[Referring expression data]
++++++++++++++++++++
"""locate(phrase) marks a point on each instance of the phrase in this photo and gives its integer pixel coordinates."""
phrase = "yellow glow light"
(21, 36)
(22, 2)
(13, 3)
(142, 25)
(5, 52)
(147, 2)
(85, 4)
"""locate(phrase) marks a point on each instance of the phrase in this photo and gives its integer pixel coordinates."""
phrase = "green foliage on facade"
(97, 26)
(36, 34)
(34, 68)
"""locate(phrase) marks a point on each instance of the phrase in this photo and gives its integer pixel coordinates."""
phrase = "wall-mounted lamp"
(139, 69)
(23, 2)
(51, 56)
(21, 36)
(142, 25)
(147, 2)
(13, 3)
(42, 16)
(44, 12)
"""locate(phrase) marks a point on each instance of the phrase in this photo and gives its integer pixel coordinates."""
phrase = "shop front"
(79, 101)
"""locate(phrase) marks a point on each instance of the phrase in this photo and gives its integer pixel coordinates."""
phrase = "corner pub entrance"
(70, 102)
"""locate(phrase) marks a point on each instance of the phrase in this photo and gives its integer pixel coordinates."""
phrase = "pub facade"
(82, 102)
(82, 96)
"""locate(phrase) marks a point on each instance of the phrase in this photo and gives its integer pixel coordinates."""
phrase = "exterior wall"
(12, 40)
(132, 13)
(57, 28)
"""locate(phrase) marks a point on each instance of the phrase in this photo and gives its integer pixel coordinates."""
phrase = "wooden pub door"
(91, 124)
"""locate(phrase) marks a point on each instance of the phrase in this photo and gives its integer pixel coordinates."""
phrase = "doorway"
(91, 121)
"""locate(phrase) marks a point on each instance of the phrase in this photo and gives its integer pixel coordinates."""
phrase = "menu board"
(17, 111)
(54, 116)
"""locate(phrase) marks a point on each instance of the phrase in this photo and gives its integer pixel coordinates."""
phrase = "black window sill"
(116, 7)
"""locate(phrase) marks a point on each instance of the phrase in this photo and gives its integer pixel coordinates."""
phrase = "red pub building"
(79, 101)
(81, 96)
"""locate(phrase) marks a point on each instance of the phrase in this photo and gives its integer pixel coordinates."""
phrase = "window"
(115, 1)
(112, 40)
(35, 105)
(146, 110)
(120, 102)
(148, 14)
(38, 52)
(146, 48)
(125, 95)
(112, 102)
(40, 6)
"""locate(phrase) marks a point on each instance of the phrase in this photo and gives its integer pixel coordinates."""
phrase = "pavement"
++++++++++++++++++++
### Activity
For this exercise, give the entries above again with no difference at all.

### Expected output
"""locate(phrase) marks a point on each instance of the phrase in this photo and gives its integer pixel coordinates."""
phrase = "yellow glow light"
(21, 36)
(22, 2)
(13, 3)
(142, 25)
(5, 52)
(147, 2)
(85, 4)
"""locate(phrase) marks a point on each instance of the phrase in this photo and gives its integer pixel coordinates."""
phrase = "green foliage on facade"
(97, 26)
(36, 34)
(34, 68)
"""locate(phrase) marks a point on each instance of the phrase in this photo and gives its integer pixel coordinates."""
phrase = "wall-mounted lamp"
(139, 69)
(23, 2)
(51, 56)
(21, 36)
(142, 25)
(147, 2)
(13, 3)
(42, 16)
(44, 12)
"""locate(phrase) marks a point on each instance of the phrase in this photo and gives its integer pixel coordinates."""
phrase = "shop front"
(79, 101)
"""locate(phrase) marks a point on each instance of the phrase in this photo and gives its integer pixel coordinates."""
phrase = "corner pub entrance"
(70, 102)
"""locate(phrase) marks a point on each instance of the phrase in this photo and gives its integer pixel coordinates."""
phrase = "pub facade"
(82, 102)
(82, 96)
"""locate(phrase) marks a point on each instance of the phrase in this photo and gives its integer pixel coordinates."""
phrase = "exterior wall"
(12, 40)
(132, 13)
(57, 28)
"""locate(phrase) marks a point on each instance of the phrase in this photo and gives its integer pixel coordinates."""
phrase = "wooden pub door"
(91, 124)
"""locate(phrase) marks a point on each instance of the phrase in this photo and gives its integer pixel coordinates."""
phrase = "doorway"
(91, 121)
"""locate(phrase) marks a point on each instance of the phrase in this photo and gives its integer pixel coordinates."""
phrase = "menu board"
(17, 111)
(54, 116)
"""locate(phrase) marks a point on each instance of the phrase in this photo and gives its integer pixel coordinates."""
phrase = "black window sill"
(116, 7)
"""locate(phrase) marks a point on each instance of the phrase in this photo and gives its integer pixel coordinates."""
phrase = "red pub building"
(79, 101)
(81, 96)
"""locate(phrase) marks a point on each instance of the phrase in this photo and gives its integer pixel coordinates."""
phrase = "window"
(115, 1)
(112, 40)
(35, 105)
(146, 110)
(120, 102)
(148, 14)
(38, 52)
(146, 48)
(125, 95)
(112, 102)
(40, 6)
"""locate(phrase) marks a point on each instance of the phrase in this photo and gives its integer pixel coordinates."""
phrase = "pavement"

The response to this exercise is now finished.